CellApop: A knowledge-guided decoupled distillation framework for label-efficient apoptotic cell segmentation and dynamic analysis in brightfield microscopy.

BACKGROUND AND OBJECTIVE: Conventional apoptosis detection methods primarily depend on fluorescence staining, which is labor-intensive, potentially cytotoxic, and unsuitable for real-time monitoring. To overcome these limitations, this study presents a segmentation-based deep learning (DL) framework for label-free, dynamic detection of apoptotic cells in bright-field microscopy images. METHODS: A comprehensive training dataset comprising 16,472 bright-field cell images was curated from four sources-three public datasets (BF-C2DL-MuSC, DICC2DHHeLa, and LiveCell) and one proprietary apoptosis dataset. To achieve label-efficient learning, a Knowledge-guided Decoupled Distillation (KDD) framework was developed, wherein multiple expert models collectively guide the training of a lightweight student network, CellApop. The student model incorporates re-parameterization, depthwise separable convolutions, and an edge-aware module to improve segmentation accuracy under challenging conditions such as dense cellular overlap and indistinct boundaries. Performance was evaluated using the Dice similarity coefficient, Hausdorff Distance (HD), Intersection over Union (IoU), sensitivity, and specificity. Furthermore, CellApop was tested in an observer study for automated apoptosis-rate quantification across drug-treatment conditions, with its outputs compared against assessments by biological experts of varying experience levels. RESULTS: CellApop achieved Dice scores of 0.843 for general cells and 0.754 for apoptotic cells, while markedly reducing model complexity and inference latency. The KDD strategy decreased manual labeling requirements by approximately 80 % on the proprietary dataset. In the observer study, model-derived apoptosis rates demonstrated high concordance with ground truth and were comparable to a senior expert's performance, surpassing those of junior and intermediate experts-particularly at early time points when apoptotic morphology was subtle. CONCLUSIONS: The proposed CellApop framework delivers accurate, efficient, and label-free segmentation of apoptotic cells in bright-field microscopy, eliminating the need for fluorescent staining. Its robustness and scalability make it a promising tool for automated apoptosis quantification and drug-response assessment in routine experimental workflows.

**Data section:**
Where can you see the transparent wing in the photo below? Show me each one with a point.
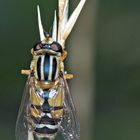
(69, 128)
(21, 124)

**Problem statement:** In the CellApop abstract, by roughly how much did the KDD strategy reduce manual labeling on the proprietary dataset? The data stands apart from the CellApop abstract and is separate material.

**Written answer:** By approximately 80%.